Sauver les animaux

Sergueï Loïko, célèbre reporter de guerre ukrainien, tient, sur sa page Facebook, une rubrique consacrée aux défenseurs de son pays. Qui sont-ils, ces Ukrainiens de tous âges et de tous milieux socio-professionnels, qui se battent pour l’Ukraine ? Dans ce texte, nous suivons les traces d’un acteur de cinéma qui sauve les animaux domestiques abandonnés par leurs propriétaires lors des bombardements et des évacuations précipitées. Une remarquable leçon d’humanité.

UN STALKER

— Bonjour. C’est Alexeï à l’appareil.

— Alexeï, bonjour. Vous êtes arrivé chez nous ?

— Oui. Votre chat est avec moi. Il a les yeux vairons, n’est-ce pas ?

— Oui, oui, oui. Il est vivant !?

— Oui. En revanche, votre lapin est mort. Il n’a pas survécu.

— Merci infiniment ! Quand pouvons-nous venir chez vous ?

— Dans une heure. Vous connaissez l’adresse : perspective de la Victoire…

Aleksei Sourovtsev feuillette les pages de son calepin, vérifie le numéro du propriétaire d’un énième chat sauvé, qui est marqué sur la caisse, et le compose. Un habitant de Kyïv, où la sécurité est presque rétablie, apprend que son animal est vivant et qu’il le verra bientôt.

Sourovtsev, qui est un acteur de cinéma professionnel, vadrouille depuis déjà plus de trois semaines, vêtu d’un gilet pare-balles et d’un casque, sans armes, à bord d’une voiture miniature, presque un jouet (une Smart), dans la ville d’Irpin, dévastée. Parmi les tirs et les explosions qui se sont poursuivis jusqu’au départ des Russes, au péril de sa vie, il sauve des matous, des toutous, des lapins, des hamsters et d’autres animaux domestiques, abandonnés dans les maisons et les appartements d’Irpin dans la panique de l’évacuation.

Les gens le contactent par Instagram et l’appellent, se déplacent jusqu’à lui, lui donnent les clés de leur logement et lui demandent de sauver leurs petits chouchous.

Dans certains cas, les propriétaires n’ont pas les clés de leur logement, et ils l’autorisent à forcer leur porte.

Quant à lui, son appartement se trouve dans un immeuble de plusieurs étages dans les environs d’Irpin.

L’immeuble est neuf, mais il a déjà reçu le baptême du feu : cinq énormes brèches laissées par des mines et des tirs d’obus dans les murs des appartements, à différents étages.

_DONNÉES FOURNIES_:

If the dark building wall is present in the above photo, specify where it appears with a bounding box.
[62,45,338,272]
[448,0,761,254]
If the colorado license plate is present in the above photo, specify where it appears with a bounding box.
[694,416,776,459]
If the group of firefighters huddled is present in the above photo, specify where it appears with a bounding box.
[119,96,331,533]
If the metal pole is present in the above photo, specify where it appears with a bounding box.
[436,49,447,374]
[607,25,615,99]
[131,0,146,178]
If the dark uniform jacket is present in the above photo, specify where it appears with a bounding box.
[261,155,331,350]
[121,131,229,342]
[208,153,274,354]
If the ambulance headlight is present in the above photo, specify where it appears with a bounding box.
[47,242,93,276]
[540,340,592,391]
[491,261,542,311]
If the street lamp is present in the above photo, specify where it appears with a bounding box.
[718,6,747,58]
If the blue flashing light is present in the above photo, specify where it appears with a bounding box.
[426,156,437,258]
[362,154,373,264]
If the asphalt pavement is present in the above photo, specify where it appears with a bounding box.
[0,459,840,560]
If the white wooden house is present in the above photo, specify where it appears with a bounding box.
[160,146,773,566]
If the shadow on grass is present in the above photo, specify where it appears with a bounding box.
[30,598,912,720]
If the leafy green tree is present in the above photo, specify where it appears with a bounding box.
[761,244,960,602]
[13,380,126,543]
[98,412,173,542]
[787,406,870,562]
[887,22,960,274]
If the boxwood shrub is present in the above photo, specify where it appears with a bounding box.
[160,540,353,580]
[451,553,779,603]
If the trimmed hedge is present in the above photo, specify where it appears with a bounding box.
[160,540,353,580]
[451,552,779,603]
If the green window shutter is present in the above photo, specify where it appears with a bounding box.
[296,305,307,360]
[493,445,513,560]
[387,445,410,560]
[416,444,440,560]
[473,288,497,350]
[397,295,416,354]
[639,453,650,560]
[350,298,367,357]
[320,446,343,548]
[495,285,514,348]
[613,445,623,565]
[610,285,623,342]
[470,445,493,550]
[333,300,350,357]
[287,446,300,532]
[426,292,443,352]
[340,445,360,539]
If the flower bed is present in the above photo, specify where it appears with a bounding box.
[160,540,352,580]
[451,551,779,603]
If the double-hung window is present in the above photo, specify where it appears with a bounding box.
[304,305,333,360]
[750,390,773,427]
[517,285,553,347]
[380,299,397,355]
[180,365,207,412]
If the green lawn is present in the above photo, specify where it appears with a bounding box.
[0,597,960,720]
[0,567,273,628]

_CONSIGNE 1_: D'après l'extrait, à bord de quel véhicule Aleksei Sourovtsev circule-t-il dans Irpin ?
_CONSIGNE 2_: Reproduisez sans modification le passage de l'extrait situé entre "Sergueï Loïko, célèbre" et "n’a pas survécu.", ces deux bornes comprises.

_RÉPONSE 1_: Une voiture miniature, une Smart.

_RÉPONSE 2_:
Sergueï Loïko, célèbre reporter de guerre ukrainien, tient, sur sa page Facebook, une rubrique consacrée aux défenseurs de son pays. Qui sont-ils, ces Ukrainiens de tous âges et de tous milieux socio-professionnels, qui se battent pour l’Ukraine ? Dans ce texte, nous suivons les traces d’un acteur de cinéma qui sauve les animaux domestiques abandonnés par leurs propriétaires lors des bombardements et des évacuations précipitées. Une remarquable leçon d’humanité.

UN STALKER

— Bonjour. C’est Alexeï à l’appareil.

— Alexeï, bonjour. Vous êtes arrivé chez nous ?

— Oui. Votre chat est avec moi. Il a les yeux vairons, n’est-ce pas ?

— Oui, oui, oui. Il est vivant !?

— Oui. En revanche, votre lapin est mort. Il n’a pas survécu.